- [Task goal] The answer is every line of the records that holds the word "integer", copied in full.

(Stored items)
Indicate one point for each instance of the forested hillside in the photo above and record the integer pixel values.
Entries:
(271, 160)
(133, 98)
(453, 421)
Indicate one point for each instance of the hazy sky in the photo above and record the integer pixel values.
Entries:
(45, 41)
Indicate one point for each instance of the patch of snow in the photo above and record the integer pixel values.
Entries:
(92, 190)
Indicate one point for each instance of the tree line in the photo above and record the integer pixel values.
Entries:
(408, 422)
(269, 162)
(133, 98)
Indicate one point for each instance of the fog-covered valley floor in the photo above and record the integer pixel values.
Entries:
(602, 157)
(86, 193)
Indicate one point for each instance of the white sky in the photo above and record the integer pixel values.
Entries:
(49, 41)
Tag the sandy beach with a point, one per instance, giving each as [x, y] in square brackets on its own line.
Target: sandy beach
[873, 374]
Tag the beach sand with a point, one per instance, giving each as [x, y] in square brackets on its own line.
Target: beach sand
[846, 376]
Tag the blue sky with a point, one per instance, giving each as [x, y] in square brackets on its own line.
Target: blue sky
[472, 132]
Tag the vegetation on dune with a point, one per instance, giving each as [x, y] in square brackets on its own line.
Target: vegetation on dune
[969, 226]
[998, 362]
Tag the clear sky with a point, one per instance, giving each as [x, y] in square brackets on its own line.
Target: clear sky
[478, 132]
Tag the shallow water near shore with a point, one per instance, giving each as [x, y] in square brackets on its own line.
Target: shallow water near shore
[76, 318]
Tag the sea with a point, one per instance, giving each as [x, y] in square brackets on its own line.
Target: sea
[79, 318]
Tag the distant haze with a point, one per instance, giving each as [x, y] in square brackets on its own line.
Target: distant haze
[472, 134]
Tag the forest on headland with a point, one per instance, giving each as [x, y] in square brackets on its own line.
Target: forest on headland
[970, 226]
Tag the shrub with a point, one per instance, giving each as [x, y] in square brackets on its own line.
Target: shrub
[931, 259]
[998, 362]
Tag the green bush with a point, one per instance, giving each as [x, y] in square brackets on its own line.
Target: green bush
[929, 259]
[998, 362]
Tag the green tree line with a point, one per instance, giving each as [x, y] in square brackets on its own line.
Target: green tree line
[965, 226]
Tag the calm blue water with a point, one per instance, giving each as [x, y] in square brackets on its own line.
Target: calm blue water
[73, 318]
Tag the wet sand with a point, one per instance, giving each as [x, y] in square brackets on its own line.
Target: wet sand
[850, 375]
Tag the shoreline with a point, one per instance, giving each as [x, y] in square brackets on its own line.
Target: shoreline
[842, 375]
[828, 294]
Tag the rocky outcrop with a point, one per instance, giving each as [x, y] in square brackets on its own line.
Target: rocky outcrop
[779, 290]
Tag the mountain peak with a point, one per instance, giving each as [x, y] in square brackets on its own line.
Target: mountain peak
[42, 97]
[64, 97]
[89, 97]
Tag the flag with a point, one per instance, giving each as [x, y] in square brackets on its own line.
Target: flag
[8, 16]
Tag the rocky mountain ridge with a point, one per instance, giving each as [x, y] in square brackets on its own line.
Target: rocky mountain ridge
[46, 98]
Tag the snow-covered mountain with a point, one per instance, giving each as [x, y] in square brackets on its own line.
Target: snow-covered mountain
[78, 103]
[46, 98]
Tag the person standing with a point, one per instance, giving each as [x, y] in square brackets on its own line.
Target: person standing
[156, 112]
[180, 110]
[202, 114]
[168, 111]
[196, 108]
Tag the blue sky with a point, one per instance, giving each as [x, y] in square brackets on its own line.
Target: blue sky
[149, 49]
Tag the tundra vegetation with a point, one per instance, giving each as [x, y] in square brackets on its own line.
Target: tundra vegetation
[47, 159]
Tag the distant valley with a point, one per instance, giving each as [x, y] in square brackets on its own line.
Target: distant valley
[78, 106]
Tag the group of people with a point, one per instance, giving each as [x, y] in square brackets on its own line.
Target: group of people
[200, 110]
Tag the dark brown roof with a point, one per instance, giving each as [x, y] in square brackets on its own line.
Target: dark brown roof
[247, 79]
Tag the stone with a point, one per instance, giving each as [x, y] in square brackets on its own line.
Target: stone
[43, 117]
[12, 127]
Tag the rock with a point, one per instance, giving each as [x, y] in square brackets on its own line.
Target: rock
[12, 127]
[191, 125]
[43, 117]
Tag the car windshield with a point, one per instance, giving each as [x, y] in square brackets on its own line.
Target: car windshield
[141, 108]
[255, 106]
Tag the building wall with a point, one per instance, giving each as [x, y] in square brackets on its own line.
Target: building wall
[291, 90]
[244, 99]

- [Reply]
Indicate one point for each instance of the forested hillside in the photo above and record the integer pixel values.
Indicate one point for each instance of the hazy sky in the photo above and record the integer pixel values.
Indicate one point for each instance of the patch of snow in the photo above and record the integer pixel values.
Indicate one point for each instance of the tree line in the photo above and record the integer pixel values.
Indicate one point for each instance of the fog-covered valley floor in the photo above and record the integer pixel values.
Indicate one point for each instance of the white sky in the photo above and record the integer pixel values.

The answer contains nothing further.